**Exercise directions:**
What is needed is an exact copy of the whole listing below, with no pictures.
===== Exercise materials
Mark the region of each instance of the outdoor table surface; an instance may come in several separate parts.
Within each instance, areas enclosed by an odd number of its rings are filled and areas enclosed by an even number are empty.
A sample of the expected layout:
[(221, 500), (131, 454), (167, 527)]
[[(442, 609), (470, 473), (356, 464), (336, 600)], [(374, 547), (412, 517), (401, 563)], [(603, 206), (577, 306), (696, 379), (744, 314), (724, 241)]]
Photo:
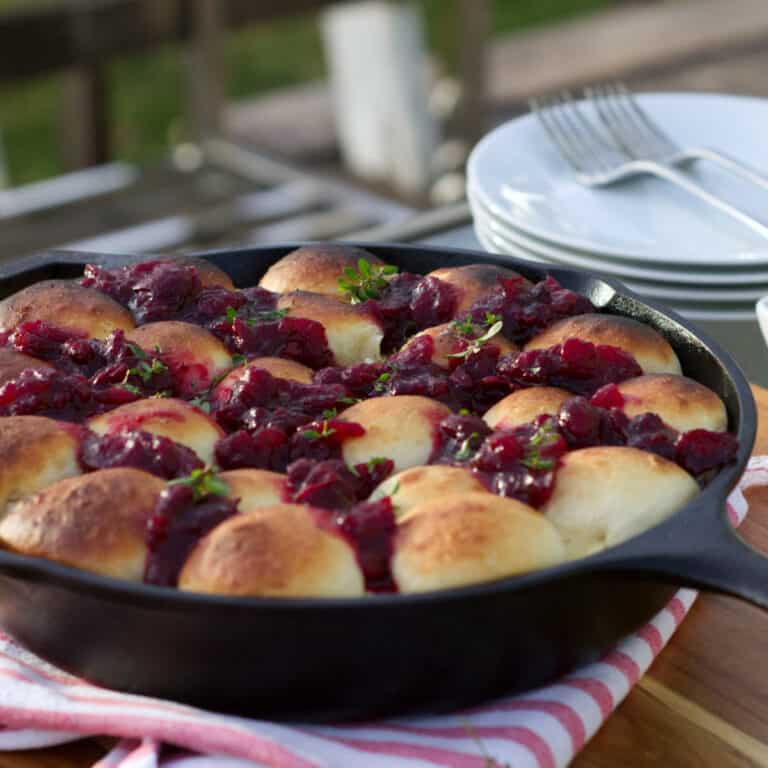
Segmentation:
[[(755, 455), (768, 453), (768, 390)], [(753, 488), (741, 531), (768, 552), (768, 486)], [(573, 762), (574, 768), (768, 766), (768, 613), (702, 594), (648, 673)], [(111, 745), (91, 738), (0, 752), (0, 768), (85, 768)], [(362, 766), (361, 766), (362, 768)], [(510, 766), (514, 768), (514, 766)]]

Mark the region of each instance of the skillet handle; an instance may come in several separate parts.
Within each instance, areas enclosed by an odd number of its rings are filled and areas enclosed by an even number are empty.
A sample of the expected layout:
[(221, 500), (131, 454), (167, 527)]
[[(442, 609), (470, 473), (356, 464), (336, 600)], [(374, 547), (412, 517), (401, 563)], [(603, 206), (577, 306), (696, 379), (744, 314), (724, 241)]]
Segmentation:
[(768, 555), (738, 536), (725, 512), (717, 520), (710, 518), (706, 533), (691, 526), (687, 536), (677, 533), (663, 543), (641, 545), (605, 565), (614, 573), (662, 576), (680, 586), (733, 595), (768, 611)]

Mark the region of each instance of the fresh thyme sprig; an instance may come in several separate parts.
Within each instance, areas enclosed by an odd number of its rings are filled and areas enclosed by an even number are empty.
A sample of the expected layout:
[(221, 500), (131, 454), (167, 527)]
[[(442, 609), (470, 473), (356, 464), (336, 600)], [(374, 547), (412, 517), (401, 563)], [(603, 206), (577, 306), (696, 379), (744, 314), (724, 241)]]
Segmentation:
[(528, 441), (525, 456), (520, 463), (528, 469), (547, 470), (557, 466), (557, 459), (542, 456), (542, 451), (551, 447), (560, 439), (554, 419), (547, 419), (533, 433)]
[(216, 474), (213, 467), (193, 469), (191, 474), (171, 480), (168, 485), (188, 485), (195, 501), (200, 501), (205, 496), (226, 496), (229, 493), (229, 486)]
[(474, 454), (474, 452), (477, 450), (477, 448), (473, 446), (473, 443), (476, 443), (478, 440), (480, 440), (479, 432), (473, 432), (465, 440), (462, 440), (461, 445), (459, 446), (459, 450), (456, 451), (455, 454), (456, 460), (466, 461), (467, 459), (472, 458), (472, 454)]
[(389, 278), (397, 274), (397, 267), (358, 259), (357, 270), (344, 267), (343, 271), (344, 277), (339, 278), (339, 293), (348, 296), (353, 304), (360, 304), (368, 299), (381, 298), (381, 291), (387, 287)]
[(483, 344), (486, 344), (496, 336), (501, 331), (503, 325), (504, 323), (501, 320), (497, 320), (482, 336), (477, 339), (472, 339), (472, 341), (467, 344), (466, 349), (462, 349), (461, 352), (453, 352), (450, 355), (446, 355), (446, 357), (466, 360), (470, 355), (479, 352), (482, 349)]
[(319, 432), (316, 429), (305, 429), (301, 436), (307, 440), (322, 440), (324, 437), (330, 437), (335, 434), (336, 430), (328, 426), (328, 419), (323, 419), (322, 428)]

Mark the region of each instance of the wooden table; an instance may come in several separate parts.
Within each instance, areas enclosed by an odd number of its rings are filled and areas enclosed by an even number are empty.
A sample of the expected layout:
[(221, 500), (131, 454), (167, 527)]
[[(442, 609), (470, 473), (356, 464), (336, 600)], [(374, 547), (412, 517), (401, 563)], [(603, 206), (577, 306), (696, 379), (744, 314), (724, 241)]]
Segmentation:
[[(755, 454), (768, 453), (768, 390), (758, 405)], [(768, 552), (768, 486), (748, 493), (741, 531)], [(768, 613), (705, 594), (573, 768), (768, 768)], [(0, 752), (0, 768), (85, 768), (110, 742)], [(514, 767), (512, 767), (514, 768)]]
==========
**Solution for this problem:**
Mark the region of each instance of the outdoor table surface; an instance may come in several separate parts.
Within each instance, areas enclosed by an odd number of its rings are filled and areas enclosed by an even number are empty.
A sample of the expected layout:
[(221, 500), (131, 454), (167, 527)]
[[(442, 609), (470, 473), (356, 464), (336, 600)], [(374, 547), (412, 517), (401, 563)], [(603, 206), (577, 306), (696, 379), (744, 314), (724, 241)]]
Photo:
Segmentation:
[[(755, 455), (768, 453), (768, 390)], [(753, 488), (741, 531), (768, 552), (768, 486)], [(573, 762), (574, 768), (768, 766), (768, 613), (702, 594), (648, 673)], [(111, 745), (91, 738), (0, 752), (0, 768), (85, 768)], [(362, 766), (361, 766), (362, 768)], [(510, 766), (514, 768), (514, 766)]]

Mark the region of each instance of the skillet handle; an instance may come in several separate parts.
Within each instance, areas enclosed by an odd number of its rings are filled and areas enclosed by an even number are empty.
A sample of the expected layout:
[(221, 500), (131, 454), (167, 527)]
[[(442, 609), (470, 473), (356, 464), (336, 600)], [(374, 547), (412, 517), (401, 563)], [(603, 206), (577, 306), (696, 379), (744, 314), (724, 241)]]
Segmentation:
[(768, 555), (738, 536), (725, 512), (717, 520), (710, 518), (706, 533), (691, 526), (687, 536), (677, 533), (663, 543), (641, 545), (605, 565), (614, 573), (662, 576), (680, 586), (733, 595), (768, 611)]

Mark the region of each instance of the fresh thyme sprig; an instance may come in several separate parts.
Within each instance, areas enclosed by an odd number of its rings are filled and areas enclosed by an even number are empty.
A sample of the expected layout:
[(221, 500), (131, 454), (167, 527)]
[[(442, 609), (470, 473), (356, 464), (336, 600)], [(374, 547), (412, 517), (401, 563)], [(603, 206), (577, 306), (696, 379), (744, 314), (724, 241)]]
Segmentation:
[(528, 441), (525, 456), (520, 463), (528, 469), (547, 470), (557, 466), (557, 459), (542, 456), (542, 451), (551, 447), (560, 439), (554, 419), (547, 419), (533, 433)]
[(216, 474), (213, 467), (193, 469), (191, 474), (171, 480), (168, 485), (188, 485), (195, 501), (200, 501), (205, 496), (226, 496), (229, 493), (229, 486)]
[(474, 454), (474, 452), (477, 450), (477, 448), (473, 446), (473, 443), (476, 443), (478, 440), (480, 440), (479, 432), (473, 432), (465, 440), (462, 440), (461, 445), (459, 446), (459, 450), (456, 451), (455, 454), (456, 460), (466, 461), (467, 459), (472, 458), (472, 454)]
[(389, 278), (397, 274), (397, 267), (358, 259), (357, 270), (344, 267), (343, 271), (344, 277), (339, 278), (339, 293), (348, 296), (353, 304), (360, 304), (368, 299), (381, 298), (381, 291), (387, 287)]
[(483, 344), (486, 344), (496, 336), (501, 331), (503, 325), (504, 323), (501, 320), (497, 320), (482, 336), (477, 339), (472, 339), (472, 341), (467, 344), (466, 349), (462, 349), (461, 352), (453, 352), (450, 355), (446, 355), (446, 357), (466, 360), (470, 355), (479, 352), (482, 349)]
[(319, 432), (316, 429), (305, 429), (301, 436), (307, 440), (322, 440), (324, 437), (330, 437), (335, 434), (336, 430), (328, 426), (328, 419), (323, 419), (322, 428)]

Mark the region of each instance of the wooden table; an instance may come in several separate parts.
Within each instance, areas enclosed by an odd number of its rings are filled and areas enclosed by an even number are empty.
A sample of the expected layout:
[(221, 500), (131, 454), (167, 527)]
[[(442, 609), (470, 473), (356, 464), (336, 600)], [(374, 547), (412, 517), (401, 563)], [(603, 206), (577, 306), (696, 379), (744, 314), (724, 241)]]
Segmentation:
[[(755, 454), (768, 453), (768, 390), (758, 405)], [(768, 552), (768, 486), (748, 493), (741, 531)], [(768, 613), (705, 594), (573, 768), (768, 768)], [(0, 752), (0, 768), (85, 768), (110, 742)], [(514, 767), (512, 767), (514, 768)]]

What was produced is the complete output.